Mechanosensing and mechanoregulation are processes through which the cell responds to stress to maintain a homeostatic state. The fibroblast responds to stress through remodeling of the extracellular matrix (ECM), which includes expression of integrins. Work by Jay D. Humphrey, PhD, Yale University, New Haven, Connecticut, USA, and colleagues is unraveling the role of these processes and their contribution to the development and maintenance of aortic stiffness or large artery stiffness. Arterial stiffness (AS) has been established as an independent predictor of all-cause and cardiovascular (CV) mortality in hypertension [Laurent S et al. Hypertension 2001].
Humphrey reviewed work from their laboratory showing that circumferential AS can be preserved even when structural stiffness increases, largely through wall thickening. Excessive wall thickening reduces stress, but it attenuates reverse remodeling, suggesting ineffective mechanosensing. Despite the focus on intimal medial thickening, adventitial thickening can be dramatic and slow to reverse, particularly when inflammation is present.
AS can cause hypertension. In terms of pathophysiology, Humphrey and colleagues have shown in the setting of intrinsic AS in mouse models that cells work to maintain a constant level of AS, but wall thickness is increased. Ultimately, blood pressure is increased, because there is a responsive increase in pulse wave velocity, earlier return of wave reflections in the cardiac cycle, and augmentation of pressures in the central region.
In terms of mechanobiology, an insidious positive feedback loop has been shown, even in the presence of normal mechanoadaptations. An increase in arterial wall thickness occurs as compensation for an increase in blood pressure, which then increases structural stiffness, in models of induced hypertension. Inflammation appears to complicate this feedback loop, by maintaining the wall thickness. This suggests, says Humphrey, a dysfunctional mechanosensing and mechanoregulation of the ECM.
In a mouse model in which the descending thoracic aorta (DTA) was excised, Humphrey and colleagues showed there is stored energy within tissue that is exposed to stress and strain, i.e., stretch and pressure on the vessels. Thus, they think the primary function of the aorta is to store elastic energy during systole that is used to augment flow during diastole.
Mechanical homeostasis is sought at the subcellular level, in cytoskeletal filaments and fibroblast adhesions; at the cell, cell-cell, and cell-matrix level; and at the tissue and organ level, with altered geometry, structure, and properties and many pathophysiologic responses.
Stretching smooth muscle cells or fibroblasts provides a mechanical stress that can affect many different pathways and ultimately lead to changes in matrix production and degradation and in cell phenotype, Including cell proliferation and contractility. Some of the affected pathways include changes in production of growth factors, stretch-activated channels, an increase in Angiotensin II production (showing it is also autocrine and paracrine in nature), and increased production of monocyte chemoattractant protein-1, which drives inflammation. Changes in contractile protein expression and integrins and their clustering also occurs, showing the cells are able to adapt their ability to sense and regulate the extracellular matrix.

[ASSIGNMENT]
In the passage on arterial stiffness, what do Humphrey and colleagues think is the primary function of the aorta? The entries that follow are independent of the passage on arterial stiffness.

[DATA LISTING]
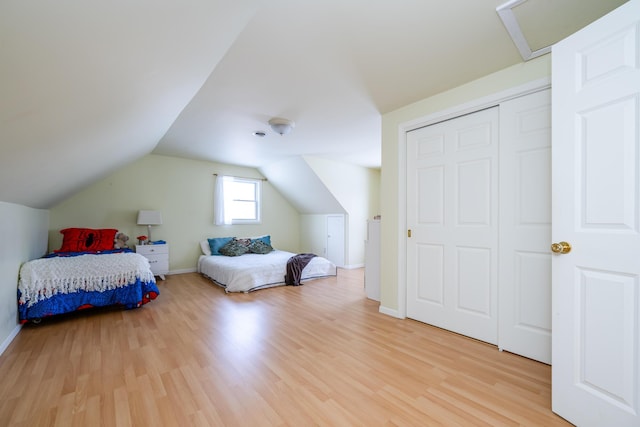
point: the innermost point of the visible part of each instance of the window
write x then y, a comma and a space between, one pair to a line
237, 200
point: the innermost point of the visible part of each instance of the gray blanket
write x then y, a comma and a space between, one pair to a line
295, 265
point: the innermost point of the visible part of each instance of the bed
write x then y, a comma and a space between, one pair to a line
252, 271
70, 280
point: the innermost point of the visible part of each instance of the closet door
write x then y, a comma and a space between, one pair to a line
452, 214
525, 226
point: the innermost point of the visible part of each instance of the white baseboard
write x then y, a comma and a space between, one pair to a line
182, 271
352, 266
390, 312
10, 338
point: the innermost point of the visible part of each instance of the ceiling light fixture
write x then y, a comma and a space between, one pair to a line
281, 126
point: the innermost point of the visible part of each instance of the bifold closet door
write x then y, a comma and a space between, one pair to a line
524, 281
452, 215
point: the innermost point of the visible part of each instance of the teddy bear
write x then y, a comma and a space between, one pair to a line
120, 241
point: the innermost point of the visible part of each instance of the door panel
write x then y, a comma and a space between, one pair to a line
596, 204
525, 226
452, 254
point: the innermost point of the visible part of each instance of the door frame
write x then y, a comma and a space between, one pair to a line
430, 119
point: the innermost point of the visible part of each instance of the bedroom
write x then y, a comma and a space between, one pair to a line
28, 241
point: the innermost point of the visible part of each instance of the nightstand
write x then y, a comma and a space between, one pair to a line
158, 256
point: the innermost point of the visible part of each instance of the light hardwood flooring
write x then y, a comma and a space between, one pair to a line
319, 354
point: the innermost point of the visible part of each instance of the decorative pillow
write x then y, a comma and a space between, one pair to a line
206, 249
234, 248
87, 239
259, 247
216, 243
266, 238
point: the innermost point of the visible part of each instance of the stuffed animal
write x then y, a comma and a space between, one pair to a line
120, 241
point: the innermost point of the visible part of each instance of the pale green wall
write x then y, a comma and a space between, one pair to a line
392, 172
182, 190
357, 189
24, 233
313, 229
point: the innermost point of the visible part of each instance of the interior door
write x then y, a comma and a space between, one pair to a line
596, 204
452, 183
524, 289
335, 239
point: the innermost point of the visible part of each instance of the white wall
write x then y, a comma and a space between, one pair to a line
24, 235
182, 190
358, 191
313, 234
393, 172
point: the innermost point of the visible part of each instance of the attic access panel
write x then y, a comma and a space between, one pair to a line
535, 25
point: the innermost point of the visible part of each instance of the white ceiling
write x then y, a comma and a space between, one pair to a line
86, 86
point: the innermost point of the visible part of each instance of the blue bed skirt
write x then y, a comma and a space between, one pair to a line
131, 296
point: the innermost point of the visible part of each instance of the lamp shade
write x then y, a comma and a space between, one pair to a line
149, 218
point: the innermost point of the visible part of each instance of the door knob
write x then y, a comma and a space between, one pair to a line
560, 248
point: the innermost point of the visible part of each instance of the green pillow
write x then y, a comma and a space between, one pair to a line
234, 248
259, 247
216, 243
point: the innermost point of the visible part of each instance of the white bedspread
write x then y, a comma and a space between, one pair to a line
249, 272
45, 277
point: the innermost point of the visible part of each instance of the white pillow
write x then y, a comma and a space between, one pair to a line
206, 249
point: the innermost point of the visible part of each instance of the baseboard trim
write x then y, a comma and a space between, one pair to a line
182, 271
10, 338
352, 266
390, 312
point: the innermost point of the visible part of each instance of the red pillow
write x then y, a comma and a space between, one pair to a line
87, 239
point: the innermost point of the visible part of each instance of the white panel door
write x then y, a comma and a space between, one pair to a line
452, 183
335, 239
596, 204
524, 290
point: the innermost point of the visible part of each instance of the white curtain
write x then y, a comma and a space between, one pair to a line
221, 216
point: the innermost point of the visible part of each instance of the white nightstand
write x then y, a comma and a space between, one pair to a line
158, 256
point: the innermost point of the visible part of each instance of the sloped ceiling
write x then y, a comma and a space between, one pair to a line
86, 86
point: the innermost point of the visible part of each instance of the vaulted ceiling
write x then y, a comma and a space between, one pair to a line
86, 86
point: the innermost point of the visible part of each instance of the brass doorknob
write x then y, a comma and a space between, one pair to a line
560, 248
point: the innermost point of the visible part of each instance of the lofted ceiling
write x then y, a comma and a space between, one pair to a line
87, 86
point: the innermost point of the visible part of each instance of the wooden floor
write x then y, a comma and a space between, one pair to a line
318, 354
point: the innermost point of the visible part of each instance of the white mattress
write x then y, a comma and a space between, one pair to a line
250, 272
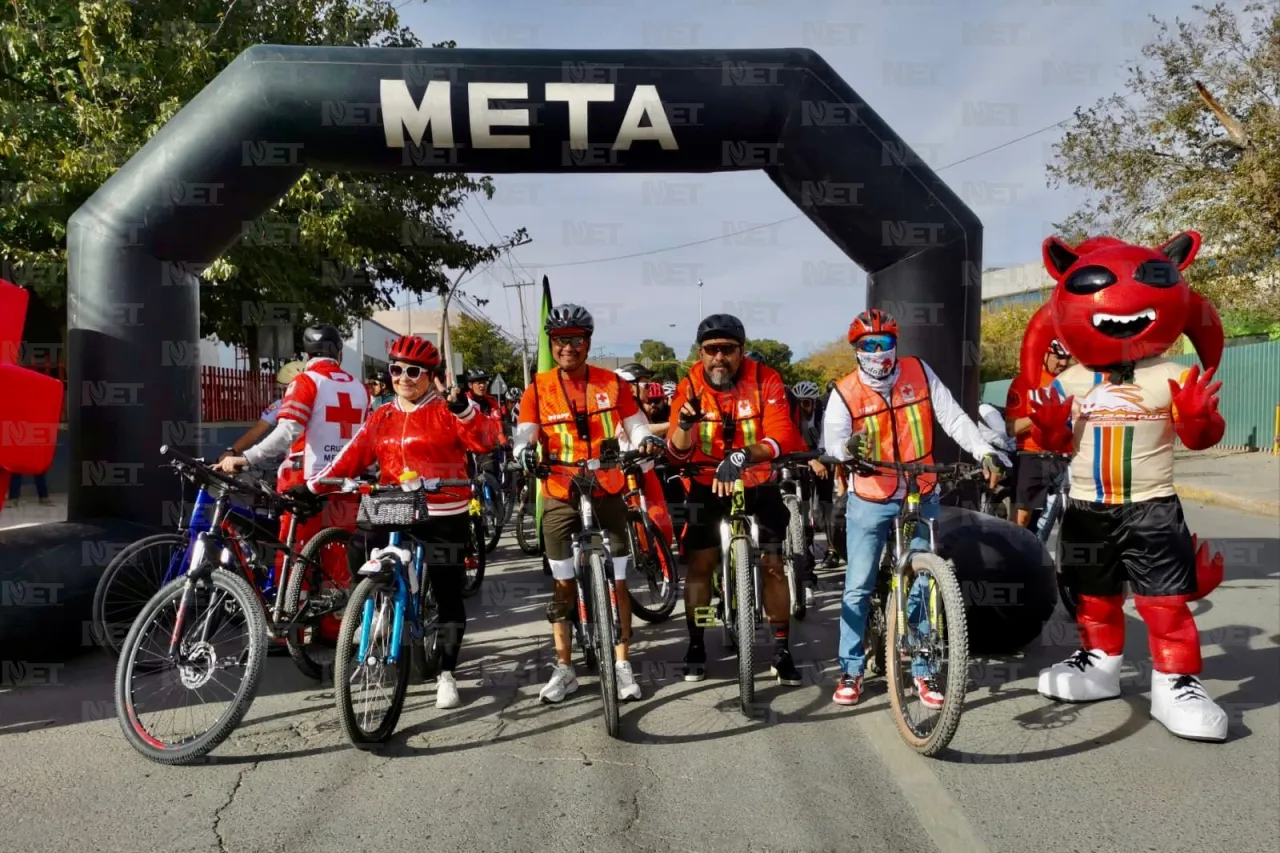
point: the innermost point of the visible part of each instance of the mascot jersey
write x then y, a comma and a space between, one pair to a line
1124, 433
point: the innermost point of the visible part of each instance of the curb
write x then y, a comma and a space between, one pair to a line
1266, 509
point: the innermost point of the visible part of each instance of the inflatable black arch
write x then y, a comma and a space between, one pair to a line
137, 246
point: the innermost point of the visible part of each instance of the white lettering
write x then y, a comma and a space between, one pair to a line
645, 103
485, 118
400, 114
577, 96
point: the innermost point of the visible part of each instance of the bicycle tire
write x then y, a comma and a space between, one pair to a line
606, 639
343, 669
744, 582
193, 749
794, 548
668, 564
958, 660
526, 524
310, 559
104, 634
478, 550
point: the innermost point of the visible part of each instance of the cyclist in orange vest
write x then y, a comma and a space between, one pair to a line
732, 409
574, 411
885, 410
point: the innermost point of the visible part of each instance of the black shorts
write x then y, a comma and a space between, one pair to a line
705, 511
1146, 543
1036, 478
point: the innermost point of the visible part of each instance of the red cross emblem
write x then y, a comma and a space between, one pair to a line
344, 414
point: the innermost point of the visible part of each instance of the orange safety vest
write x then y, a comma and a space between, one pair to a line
897, 430
558, 428
744, 406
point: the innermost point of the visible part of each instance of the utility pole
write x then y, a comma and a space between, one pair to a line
524, 337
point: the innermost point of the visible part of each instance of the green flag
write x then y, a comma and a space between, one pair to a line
544, 363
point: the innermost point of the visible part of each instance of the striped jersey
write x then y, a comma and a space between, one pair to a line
1124, 434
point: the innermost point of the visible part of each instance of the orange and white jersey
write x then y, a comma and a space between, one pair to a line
330, 405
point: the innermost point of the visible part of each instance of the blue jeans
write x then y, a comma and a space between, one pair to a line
869, 527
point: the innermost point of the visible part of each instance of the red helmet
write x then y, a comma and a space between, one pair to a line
415, 350
872, 322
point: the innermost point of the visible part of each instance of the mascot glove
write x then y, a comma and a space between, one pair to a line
1050, 416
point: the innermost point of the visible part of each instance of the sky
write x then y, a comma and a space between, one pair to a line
917, 63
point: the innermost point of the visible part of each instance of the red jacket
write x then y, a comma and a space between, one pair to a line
429, 441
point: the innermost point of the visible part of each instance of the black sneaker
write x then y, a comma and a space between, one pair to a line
785, 669
695, 664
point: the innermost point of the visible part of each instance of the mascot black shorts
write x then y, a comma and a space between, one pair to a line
1144, 543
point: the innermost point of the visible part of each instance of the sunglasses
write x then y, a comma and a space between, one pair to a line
876, 343
411, 372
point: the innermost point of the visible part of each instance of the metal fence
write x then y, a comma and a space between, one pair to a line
1248, 400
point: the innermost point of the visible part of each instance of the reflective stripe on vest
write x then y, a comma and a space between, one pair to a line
558, 433
897, 432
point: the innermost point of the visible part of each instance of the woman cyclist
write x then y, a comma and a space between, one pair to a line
424, 434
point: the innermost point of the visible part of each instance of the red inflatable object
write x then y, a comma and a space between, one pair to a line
31, 404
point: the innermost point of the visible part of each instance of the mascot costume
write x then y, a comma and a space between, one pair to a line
1118, 308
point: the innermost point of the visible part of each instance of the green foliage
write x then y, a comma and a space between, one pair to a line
1160, 160
661, 359
481, 345
85, 85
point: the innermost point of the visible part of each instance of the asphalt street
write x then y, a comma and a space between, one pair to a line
504, 772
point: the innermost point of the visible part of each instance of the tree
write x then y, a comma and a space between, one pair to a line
483, 345
1200, 149
661, 359
85, 85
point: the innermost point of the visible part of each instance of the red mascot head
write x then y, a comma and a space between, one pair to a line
1116, 302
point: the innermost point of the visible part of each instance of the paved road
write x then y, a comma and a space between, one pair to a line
506, 774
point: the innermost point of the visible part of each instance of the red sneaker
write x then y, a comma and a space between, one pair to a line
849, 690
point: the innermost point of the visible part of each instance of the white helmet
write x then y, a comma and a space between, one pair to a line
805, 389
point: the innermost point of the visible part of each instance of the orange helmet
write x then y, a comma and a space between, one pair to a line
415, 350
872, 322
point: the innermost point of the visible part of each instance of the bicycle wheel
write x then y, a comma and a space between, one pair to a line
602, 614
324, 597
475, 562
210, 646
795, 546
526, 523
360, 684
656, 569
945, 644
129, 582
744, 579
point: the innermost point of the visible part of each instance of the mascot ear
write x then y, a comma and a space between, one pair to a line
1182, 249
1036, 340
1057, 258
1203, 329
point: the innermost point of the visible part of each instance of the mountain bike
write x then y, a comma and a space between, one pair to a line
394, 594
650, 552
179, 638
598, 624
739, 582
917, 616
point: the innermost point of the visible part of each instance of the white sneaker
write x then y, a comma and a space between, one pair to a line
447, 692
1089, 675
1179, 703
562, 683
627, 687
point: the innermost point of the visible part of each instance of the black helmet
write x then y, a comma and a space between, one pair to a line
721, 325
570, 316
321, 341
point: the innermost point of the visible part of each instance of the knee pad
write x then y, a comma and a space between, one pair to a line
558, 611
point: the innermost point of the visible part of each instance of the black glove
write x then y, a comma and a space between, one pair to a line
688, 422
731, 469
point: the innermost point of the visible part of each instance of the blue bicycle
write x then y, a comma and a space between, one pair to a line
391, 610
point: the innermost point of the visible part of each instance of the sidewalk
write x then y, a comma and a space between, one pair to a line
1239, 479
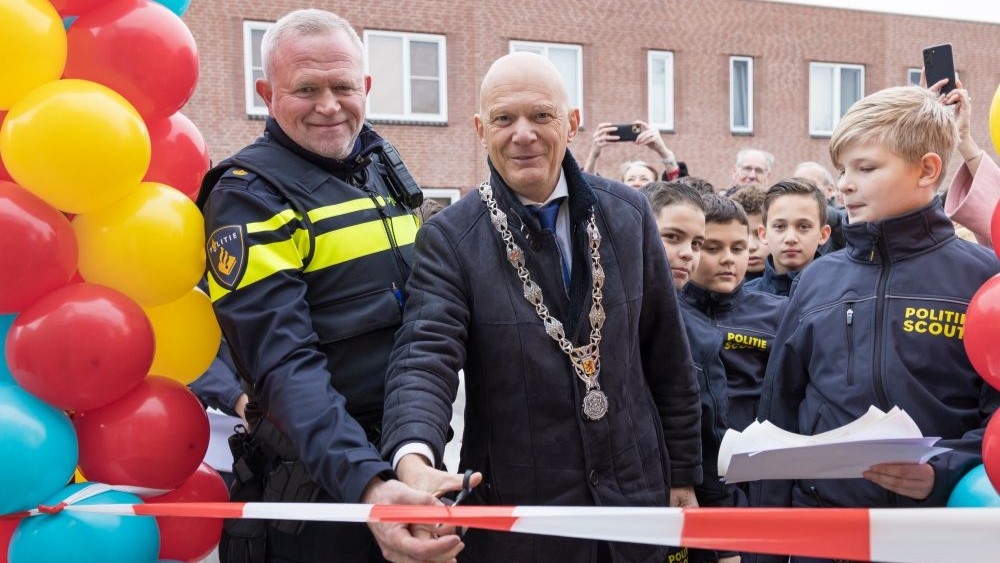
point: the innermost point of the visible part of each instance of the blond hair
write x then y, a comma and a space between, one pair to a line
909, 121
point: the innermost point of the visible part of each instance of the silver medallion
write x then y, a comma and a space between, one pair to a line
595, 404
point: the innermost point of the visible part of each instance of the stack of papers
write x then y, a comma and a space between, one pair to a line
764, 451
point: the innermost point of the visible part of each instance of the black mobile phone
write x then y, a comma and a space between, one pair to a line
628, 131
939, 64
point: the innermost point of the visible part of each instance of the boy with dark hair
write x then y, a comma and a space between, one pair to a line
751, 199
849, 339
730, 331
794, 227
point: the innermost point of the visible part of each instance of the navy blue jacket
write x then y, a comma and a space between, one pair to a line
881, 323
523, 425
772, 282
731, 336
307, 259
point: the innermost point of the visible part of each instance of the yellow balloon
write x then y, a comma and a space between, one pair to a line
187, 337
76, 144
995, 120
32, 48
149, 245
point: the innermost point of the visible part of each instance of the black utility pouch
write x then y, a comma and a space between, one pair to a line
244, 540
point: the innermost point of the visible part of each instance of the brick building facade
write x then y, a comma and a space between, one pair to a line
783, 41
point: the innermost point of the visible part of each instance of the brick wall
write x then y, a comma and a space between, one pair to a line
703, 34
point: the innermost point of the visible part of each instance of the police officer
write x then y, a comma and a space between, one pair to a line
309, 242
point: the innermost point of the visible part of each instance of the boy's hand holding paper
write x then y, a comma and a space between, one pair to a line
764, 451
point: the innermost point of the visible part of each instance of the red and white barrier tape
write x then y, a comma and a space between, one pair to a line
928, 535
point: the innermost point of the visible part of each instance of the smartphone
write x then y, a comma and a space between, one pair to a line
939, 64
628, 131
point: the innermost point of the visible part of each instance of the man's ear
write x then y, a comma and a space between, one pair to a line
479, 129
574, 124
263, 88
824, 234
931, 167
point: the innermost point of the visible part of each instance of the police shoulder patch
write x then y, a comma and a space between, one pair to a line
227, 255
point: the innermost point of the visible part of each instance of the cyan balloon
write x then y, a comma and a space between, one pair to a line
39, 449
82, 537
5, 376
974, 491
176, 6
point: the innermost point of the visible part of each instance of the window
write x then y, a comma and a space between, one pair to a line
568, 59
409, 73
253, 66
660, 76
833, 88
741, 94
444, 196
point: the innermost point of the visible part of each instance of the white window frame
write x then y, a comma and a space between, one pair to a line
253, 104
451, 194
836, 109
574, 90
666, 60
733, 126
408, 114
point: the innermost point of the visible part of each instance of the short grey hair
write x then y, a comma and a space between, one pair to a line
303, 22
767, 156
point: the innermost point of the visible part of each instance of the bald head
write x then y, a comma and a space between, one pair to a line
527, 68
525, 123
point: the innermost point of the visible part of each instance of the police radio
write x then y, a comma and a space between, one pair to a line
401, 183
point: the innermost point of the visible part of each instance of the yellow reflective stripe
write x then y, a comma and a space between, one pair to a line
266, 259
274, 223
357, 241
344, 208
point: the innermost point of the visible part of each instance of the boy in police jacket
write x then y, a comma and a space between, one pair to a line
730, 331
845, 342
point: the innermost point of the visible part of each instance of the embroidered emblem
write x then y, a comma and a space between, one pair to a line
227, 255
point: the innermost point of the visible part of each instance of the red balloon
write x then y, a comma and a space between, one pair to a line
982, 331
7, 528
991, 451
139, 49
155, 436
80, 347
39, 248
180, 155
191, 539
4, 175
995, 230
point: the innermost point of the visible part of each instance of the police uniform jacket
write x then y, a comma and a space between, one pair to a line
306, 271
523, 424
731, 336
881, 323
771, 281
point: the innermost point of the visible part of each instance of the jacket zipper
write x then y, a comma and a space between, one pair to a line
877, 375
850, 344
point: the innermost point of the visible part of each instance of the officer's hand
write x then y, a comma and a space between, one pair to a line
414, 470
914, 480
683, 497
408, 544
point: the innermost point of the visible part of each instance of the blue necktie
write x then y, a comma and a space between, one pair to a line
547, 215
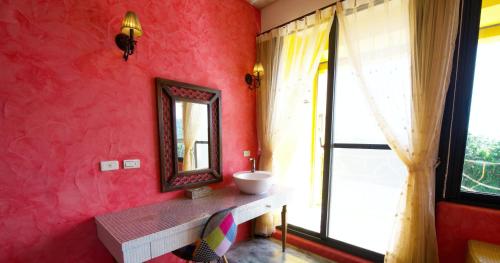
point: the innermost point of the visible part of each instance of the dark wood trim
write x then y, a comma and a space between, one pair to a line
183, 99
161, 128
328, 151
336, 244
164, 88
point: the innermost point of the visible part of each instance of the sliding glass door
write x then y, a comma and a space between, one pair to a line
357, 179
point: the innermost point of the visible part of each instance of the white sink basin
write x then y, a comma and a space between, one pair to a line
258, 182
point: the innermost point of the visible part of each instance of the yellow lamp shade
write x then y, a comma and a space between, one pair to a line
131, 21
258, 69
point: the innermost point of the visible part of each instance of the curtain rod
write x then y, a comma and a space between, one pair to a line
357, 8
300, 17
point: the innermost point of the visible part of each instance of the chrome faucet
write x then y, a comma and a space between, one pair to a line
252, 160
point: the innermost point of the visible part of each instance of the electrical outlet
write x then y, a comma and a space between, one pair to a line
109, 165
131, 164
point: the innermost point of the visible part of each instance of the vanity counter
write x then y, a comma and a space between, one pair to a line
142, 233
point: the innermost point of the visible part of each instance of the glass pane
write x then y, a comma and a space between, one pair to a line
353, 120
305, 212
365, 193
481, 170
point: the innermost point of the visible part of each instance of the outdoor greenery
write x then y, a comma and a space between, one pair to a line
481, 172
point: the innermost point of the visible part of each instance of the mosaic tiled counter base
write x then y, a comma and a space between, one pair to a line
142, 233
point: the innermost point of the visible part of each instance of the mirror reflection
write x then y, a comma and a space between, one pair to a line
192, 135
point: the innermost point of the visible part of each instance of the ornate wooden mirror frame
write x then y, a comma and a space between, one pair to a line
168, 92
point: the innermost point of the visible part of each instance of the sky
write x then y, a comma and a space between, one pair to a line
485, 108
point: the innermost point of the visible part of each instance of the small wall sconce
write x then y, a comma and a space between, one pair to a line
253, 81
125, 40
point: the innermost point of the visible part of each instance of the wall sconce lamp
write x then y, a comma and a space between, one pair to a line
125, 40
253, 81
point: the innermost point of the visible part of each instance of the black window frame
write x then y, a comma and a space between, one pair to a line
322, 237
456, 114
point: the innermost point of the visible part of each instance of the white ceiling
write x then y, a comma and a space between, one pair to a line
261, 3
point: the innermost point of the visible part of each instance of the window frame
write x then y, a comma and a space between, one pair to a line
322, 237
456, 114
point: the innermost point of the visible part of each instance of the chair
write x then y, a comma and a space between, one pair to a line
218, 234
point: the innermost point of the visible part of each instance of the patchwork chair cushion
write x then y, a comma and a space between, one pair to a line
217, 237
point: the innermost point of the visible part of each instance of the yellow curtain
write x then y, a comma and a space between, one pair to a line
401, 52
285, 100
268, 53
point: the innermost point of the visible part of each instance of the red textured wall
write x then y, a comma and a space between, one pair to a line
458, 223
68, 101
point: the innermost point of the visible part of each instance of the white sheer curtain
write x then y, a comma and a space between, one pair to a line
400, 52
285, 106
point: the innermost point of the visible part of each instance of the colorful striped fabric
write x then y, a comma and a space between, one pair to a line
221, 235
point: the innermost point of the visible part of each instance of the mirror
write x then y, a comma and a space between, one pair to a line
189, 134
191, 121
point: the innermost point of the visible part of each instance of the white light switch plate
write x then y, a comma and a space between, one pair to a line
109, 165
131, 164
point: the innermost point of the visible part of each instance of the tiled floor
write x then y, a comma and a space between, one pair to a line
269, 251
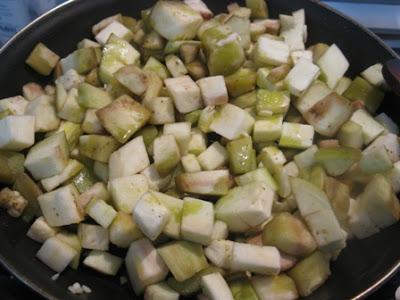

[FINISHED EXERCISE]
To store elastic energy during systole that is used to augment flow during diastole.